[Given records — start]

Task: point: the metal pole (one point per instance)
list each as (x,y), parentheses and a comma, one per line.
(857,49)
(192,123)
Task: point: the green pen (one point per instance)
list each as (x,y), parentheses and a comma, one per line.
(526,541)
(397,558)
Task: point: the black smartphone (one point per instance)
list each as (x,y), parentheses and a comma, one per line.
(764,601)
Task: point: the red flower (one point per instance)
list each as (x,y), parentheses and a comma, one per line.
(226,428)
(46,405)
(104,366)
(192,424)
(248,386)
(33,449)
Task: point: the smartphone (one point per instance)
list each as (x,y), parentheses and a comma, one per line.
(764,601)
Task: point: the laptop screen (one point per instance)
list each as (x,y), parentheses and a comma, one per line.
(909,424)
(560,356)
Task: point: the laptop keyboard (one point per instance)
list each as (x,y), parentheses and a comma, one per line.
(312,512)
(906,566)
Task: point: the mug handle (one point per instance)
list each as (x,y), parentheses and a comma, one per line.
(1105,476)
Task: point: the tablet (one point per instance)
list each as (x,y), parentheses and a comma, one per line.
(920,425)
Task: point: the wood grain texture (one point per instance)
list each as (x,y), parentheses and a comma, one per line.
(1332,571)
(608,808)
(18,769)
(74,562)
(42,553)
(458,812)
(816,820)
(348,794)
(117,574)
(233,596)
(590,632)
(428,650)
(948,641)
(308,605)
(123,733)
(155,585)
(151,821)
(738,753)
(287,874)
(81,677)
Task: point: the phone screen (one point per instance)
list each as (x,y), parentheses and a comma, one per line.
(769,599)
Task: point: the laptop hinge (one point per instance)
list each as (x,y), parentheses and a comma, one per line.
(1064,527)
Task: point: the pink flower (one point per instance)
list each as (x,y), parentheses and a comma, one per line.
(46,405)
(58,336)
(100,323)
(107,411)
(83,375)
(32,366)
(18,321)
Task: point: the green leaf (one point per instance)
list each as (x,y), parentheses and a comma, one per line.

[Given records — finish]
[Given records — start]

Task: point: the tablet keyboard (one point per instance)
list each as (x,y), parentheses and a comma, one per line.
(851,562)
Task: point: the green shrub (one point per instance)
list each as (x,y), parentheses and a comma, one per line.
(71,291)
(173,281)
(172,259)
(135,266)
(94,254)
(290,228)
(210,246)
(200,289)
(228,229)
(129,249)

[Given records — finish]

Instructions to follow → Report every line from the material above that mentions the word "green".

Result of this exercise →
Task: point: the green pen (one point per instance)
Task: point: the green leaf (one point per instance)
Task: point: the green shrub (one point per instance)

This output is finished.